--- start of DOCUMENT ---

Dalhousie University PhD student Josh Goreham is using sensors and the data they collect to help canoe and kayak athletes and coaches improve performance. The sensors are used to look at the movements of athletes and boats.
“The goal is to be able to take these sensors, understand body movement and then how that affects the boat movement,” said Goreham.
Goreham measures the movement using a combination of commercially available sensors and sensors he’s developed.
“With the sensors, what we do is we collect data from the boat and the person,” said Goreham.
“So when we get this information from the sensor, we’ll get lots of data. We’re trying to break that data down into its useful parts — so what’s essential to understand technique — and then hopefully over time just use one sensor on the boat.”
Canadian women’s canoe and kayak teams training for World Cup in Hungary May 18-20 will use Goreham’s technology while training in Halifax this week. It’ll also be used by all four men’s and women’s teams at the World Championships in Portugal in August and the Pan Am Games in Dartmouth in September.
“World champions, Olympic medalists like Mark de Jonge, they use (technology) every single day to understand not only their technique but also start to understand, are they going faster? Did they go six metres-per-second today and five-point-eight metres-per-second tomorrow? They want to know all that information so they can get better daily and track it,” Goreham said.
reham uses his own algorithms and code to convert the collected data to useful information, including how fast the boats are travelling, how many strokes are made per minute, along with other boat and athlete movements.
Currently, information collected by sensors has to be processed by coaches. This is a time-consuming process that can take up to a day as coaches have to download data to a computer then analyze it. Goreham said his method is also more efficient than relying on stopwatches to record stroke rate and speed.
“The goal of my research is to have that (information) in real-time so you can be following along in a motorboat with the coach,” he said.
For example, the coach travelling alongside the kayak or canoe could get information instantly on a tablet and relay that info to the athlete by radio. The long-term goal is to have this technology ready for use by athletes at the 2020 summer Olympics in Tokyo, Japan.
Coaches could use the data as a tool to watch athletes over time. It could also be a tool for when coaches select athletes for a crew race and predict how the crew will work together.

--- end of DOCUMENT ---
--- start of DATA SECTION ---

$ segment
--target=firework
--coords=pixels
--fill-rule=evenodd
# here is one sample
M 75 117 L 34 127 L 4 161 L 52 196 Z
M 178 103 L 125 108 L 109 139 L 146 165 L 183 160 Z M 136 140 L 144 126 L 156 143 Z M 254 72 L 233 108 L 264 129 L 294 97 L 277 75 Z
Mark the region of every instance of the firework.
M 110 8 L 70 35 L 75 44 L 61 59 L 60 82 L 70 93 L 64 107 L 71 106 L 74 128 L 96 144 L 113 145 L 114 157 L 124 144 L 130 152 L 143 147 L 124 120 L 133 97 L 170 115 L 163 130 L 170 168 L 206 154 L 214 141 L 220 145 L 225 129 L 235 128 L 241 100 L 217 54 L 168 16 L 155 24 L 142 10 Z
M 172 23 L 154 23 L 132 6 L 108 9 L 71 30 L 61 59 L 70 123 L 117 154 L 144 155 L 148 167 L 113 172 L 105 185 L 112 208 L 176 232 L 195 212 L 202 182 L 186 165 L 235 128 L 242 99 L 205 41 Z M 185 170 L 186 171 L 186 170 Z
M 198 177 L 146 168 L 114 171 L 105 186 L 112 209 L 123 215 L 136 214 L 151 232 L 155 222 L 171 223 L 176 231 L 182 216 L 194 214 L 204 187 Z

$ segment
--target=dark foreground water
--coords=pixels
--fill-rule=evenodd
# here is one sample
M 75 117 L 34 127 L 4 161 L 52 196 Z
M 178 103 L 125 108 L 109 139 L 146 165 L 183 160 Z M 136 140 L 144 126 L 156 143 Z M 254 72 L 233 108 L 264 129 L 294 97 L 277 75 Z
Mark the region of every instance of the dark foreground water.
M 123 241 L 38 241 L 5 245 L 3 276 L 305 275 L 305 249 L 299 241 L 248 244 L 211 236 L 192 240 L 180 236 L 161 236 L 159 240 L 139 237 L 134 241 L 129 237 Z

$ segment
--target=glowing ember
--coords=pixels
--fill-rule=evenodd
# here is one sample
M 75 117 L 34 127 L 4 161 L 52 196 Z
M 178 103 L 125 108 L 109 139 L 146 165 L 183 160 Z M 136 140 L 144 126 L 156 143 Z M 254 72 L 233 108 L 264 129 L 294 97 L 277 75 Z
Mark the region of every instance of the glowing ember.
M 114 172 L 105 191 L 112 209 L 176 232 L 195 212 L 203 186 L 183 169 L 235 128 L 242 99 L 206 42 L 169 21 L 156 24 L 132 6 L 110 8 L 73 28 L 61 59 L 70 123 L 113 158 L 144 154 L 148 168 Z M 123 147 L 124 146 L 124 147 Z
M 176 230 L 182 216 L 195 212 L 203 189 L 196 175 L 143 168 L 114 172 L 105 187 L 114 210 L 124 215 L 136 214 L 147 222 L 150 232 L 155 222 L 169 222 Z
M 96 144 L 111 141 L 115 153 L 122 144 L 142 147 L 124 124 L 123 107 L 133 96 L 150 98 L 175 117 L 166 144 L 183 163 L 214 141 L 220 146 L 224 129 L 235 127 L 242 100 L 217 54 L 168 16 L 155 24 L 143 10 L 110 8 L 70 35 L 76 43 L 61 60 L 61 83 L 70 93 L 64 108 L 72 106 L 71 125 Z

--- end of DATA SECTION ---

- [PARTS OF THE EXERCISE]:
1) Print the passage of the canoe and kayak sensor article from "For example, the" to "in Tokyo, Japan.".
2) According to the canoe and kayak sensor article, how long can it take coaches to process the data the sensors collect?
The records were taken from a different source than the text.

- [RESULTS OF THE TASKS]:
1)
For example, the coach travelling alongside the kayak or canoe could get information instantly on a tablet and relay that info to the athlete by radio. The long-term goal is to have this technology ready for use by athletes at the 2020 summer Olympics in Tokyo, Japan.

2) Up to a day.